■ **Exercise directions**
Find the string "building" in the material. Copy every line that has it.

■ **Source records**

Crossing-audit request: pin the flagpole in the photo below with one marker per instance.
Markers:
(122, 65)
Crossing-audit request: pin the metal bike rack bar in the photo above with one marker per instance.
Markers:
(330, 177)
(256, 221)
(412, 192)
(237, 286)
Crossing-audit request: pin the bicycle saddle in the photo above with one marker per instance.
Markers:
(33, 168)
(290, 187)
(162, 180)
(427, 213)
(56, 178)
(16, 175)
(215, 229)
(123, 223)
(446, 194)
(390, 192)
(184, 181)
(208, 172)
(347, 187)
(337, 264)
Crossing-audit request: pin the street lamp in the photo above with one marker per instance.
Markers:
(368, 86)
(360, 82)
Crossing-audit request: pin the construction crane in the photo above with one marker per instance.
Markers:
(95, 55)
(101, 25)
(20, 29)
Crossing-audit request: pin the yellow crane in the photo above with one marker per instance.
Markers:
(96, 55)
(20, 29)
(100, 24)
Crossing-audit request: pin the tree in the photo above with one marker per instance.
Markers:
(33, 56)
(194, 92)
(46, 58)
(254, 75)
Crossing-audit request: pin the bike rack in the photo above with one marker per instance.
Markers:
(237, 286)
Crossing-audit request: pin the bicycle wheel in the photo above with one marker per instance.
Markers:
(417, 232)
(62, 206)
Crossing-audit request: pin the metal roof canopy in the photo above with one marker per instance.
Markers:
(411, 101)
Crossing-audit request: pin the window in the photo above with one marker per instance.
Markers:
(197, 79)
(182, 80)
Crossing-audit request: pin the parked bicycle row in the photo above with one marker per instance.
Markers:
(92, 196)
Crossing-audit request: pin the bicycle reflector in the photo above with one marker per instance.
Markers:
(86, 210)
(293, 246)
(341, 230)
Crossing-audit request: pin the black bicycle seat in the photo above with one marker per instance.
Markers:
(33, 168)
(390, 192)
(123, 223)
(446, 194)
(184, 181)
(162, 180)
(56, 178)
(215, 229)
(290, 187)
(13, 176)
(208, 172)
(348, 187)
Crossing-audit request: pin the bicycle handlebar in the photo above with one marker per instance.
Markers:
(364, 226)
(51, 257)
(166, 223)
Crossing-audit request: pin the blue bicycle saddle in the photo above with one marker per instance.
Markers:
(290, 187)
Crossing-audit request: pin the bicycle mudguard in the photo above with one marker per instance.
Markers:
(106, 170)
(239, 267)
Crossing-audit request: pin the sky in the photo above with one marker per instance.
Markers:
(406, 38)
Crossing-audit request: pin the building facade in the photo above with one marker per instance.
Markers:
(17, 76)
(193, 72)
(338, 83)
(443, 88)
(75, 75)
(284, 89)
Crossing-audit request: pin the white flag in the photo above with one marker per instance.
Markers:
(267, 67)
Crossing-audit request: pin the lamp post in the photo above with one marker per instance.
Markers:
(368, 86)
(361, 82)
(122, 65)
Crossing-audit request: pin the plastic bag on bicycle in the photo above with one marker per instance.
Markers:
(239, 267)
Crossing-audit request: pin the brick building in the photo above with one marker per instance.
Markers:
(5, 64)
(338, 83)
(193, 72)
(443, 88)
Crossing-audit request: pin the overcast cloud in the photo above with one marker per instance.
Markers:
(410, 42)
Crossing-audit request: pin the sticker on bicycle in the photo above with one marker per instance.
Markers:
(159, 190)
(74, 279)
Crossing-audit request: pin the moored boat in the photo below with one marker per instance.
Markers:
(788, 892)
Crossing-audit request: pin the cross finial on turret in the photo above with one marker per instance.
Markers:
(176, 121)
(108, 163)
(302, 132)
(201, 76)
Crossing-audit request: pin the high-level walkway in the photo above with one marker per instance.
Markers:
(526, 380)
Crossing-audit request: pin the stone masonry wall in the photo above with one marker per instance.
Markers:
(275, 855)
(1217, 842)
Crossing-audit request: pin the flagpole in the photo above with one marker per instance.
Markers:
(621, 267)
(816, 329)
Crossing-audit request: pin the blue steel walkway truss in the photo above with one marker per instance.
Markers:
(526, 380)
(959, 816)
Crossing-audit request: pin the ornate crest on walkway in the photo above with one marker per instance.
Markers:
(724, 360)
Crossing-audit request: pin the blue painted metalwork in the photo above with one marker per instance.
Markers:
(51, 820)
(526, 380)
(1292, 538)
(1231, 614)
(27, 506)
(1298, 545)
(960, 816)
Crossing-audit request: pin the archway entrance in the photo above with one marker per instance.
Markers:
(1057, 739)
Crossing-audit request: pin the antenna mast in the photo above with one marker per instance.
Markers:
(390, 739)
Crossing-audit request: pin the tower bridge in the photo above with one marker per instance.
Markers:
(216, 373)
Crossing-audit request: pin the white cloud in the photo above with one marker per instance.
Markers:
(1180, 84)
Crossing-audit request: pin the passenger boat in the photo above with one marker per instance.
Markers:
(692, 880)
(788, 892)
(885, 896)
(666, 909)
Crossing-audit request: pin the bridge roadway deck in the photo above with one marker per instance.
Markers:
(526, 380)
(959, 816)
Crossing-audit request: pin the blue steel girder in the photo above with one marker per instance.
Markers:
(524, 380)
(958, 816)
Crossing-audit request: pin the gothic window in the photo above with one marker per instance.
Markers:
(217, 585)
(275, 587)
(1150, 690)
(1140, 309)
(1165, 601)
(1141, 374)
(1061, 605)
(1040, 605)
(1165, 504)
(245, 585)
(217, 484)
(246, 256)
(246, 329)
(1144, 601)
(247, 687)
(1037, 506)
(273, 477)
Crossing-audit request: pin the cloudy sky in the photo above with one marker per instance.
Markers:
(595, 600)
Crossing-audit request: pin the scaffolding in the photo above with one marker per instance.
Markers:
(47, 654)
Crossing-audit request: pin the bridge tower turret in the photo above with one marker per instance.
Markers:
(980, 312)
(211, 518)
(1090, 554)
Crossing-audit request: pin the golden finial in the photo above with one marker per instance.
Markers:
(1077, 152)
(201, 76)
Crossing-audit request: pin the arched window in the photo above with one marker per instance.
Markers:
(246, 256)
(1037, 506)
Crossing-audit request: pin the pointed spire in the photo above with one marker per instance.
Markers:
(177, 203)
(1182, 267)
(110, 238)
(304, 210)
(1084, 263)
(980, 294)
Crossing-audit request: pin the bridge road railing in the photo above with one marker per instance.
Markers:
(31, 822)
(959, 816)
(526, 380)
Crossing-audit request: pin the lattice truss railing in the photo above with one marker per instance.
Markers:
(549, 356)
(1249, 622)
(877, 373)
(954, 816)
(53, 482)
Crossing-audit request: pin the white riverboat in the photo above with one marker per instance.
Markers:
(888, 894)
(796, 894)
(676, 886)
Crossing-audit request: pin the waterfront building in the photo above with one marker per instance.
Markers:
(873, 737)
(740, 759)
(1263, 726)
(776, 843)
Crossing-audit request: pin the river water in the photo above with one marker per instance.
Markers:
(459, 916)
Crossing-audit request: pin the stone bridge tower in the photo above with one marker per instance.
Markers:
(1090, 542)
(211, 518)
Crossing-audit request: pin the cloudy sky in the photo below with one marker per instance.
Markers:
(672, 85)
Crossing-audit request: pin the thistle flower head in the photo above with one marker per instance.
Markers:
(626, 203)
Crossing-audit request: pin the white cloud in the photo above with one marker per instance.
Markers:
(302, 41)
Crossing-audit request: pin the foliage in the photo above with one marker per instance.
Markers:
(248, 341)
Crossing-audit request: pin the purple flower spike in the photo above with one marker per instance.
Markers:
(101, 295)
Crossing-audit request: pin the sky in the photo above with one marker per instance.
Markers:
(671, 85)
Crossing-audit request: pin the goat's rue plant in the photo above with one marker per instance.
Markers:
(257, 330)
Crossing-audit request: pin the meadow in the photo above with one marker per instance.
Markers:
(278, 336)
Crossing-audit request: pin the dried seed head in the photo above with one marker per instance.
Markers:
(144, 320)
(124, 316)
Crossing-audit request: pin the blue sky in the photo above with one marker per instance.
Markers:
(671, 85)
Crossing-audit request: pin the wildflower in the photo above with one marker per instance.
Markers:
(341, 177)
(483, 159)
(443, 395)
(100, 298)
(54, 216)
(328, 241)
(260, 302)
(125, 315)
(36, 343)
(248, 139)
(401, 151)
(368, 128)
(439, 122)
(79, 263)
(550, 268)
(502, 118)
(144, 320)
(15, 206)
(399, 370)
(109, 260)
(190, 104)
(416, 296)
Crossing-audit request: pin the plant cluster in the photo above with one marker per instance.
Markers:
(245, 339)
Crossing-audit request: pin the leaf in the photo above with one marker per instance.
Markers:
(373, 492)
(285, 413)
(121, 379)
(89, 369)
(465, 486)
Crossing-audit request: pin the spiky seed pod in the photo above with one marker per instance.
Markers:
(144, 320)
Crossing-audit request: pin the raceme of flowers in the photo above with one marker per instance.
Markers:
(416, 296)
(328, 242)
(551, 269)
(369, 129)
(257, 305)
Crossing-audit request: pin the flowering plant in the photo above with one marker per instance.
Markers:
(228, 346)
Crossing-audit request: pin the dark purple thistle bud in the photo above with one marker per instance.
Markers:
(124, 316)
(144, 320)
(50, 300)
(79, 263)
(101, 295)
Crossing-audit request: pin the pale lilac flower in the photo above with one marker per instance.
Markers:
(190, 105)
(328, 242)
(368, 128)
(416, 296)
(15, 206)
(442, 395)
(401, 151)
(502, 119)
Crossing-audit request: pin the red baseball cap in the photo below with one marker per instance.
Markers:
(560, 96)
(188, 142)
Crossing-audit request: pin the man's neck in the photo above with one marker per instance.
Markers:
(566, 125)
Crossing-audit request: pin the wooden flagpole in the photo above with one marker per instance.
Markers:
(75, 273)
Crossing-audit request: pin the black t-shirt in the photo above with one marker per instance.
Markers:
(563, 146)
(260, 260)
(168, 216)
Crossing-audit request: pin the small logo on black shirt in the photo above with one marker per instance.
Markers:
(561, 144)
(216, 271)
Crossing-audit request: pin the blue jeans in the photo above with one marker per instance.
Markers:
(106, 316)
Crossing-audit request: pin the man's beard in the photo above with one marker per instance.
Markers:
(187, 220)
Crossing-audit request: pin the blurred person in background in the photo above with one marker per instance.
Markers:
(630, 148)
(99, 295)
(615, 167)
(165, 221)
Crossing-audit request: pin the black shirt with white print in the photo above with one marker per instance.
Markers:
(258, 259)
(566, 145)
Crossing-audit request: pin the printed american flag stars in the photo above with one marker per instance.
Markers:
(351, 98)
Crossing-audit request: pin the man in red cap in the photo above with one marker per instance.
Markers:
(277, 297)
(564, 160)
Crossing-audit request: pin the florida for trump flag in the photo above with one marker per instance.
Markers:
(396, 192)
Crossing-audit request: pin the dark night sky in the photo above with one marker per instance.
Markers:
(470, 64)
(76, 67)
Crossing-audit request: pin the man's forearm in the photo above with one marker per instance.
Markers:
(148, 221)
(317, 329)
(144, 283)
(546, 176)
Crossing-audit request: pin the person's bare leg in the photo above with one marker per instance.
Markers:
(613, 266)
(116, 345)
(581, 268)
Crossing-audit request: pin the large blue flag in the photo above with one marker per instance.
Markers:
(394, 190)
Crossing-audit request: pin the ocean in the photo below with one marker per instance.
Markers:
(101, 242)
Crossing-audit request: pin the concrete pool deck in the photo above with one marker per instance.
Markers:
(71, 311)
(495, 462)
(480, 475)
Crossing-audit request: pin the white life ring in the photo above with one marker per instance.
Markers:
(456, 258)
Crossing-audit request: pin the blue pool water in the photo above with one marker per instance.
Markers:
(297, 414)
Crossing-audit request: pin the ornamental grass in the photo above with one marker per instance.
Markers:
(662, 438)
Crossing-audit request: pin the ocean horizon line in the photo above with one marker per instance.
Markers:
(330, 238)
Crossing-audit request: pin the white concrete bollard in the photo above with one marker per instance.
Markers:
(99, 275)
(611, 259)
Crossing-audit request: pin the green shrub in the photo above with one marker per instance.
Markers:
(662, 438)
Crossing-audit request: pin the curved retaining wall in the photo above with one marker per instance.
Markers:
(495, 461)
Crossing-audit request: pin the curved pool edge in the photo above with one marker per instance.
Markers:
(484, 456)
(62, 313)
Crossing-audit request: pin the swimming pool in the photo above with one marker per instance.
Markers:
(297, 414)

■ **Task solution**
Crossing-audit request: pin the building facade in the photo above with one marker per instance.
Crossing-audit request: pin the brick building in the photo above with one marker per instance.
Crossing-audit request: pin the waterfront building in the photo above with one marker per instance.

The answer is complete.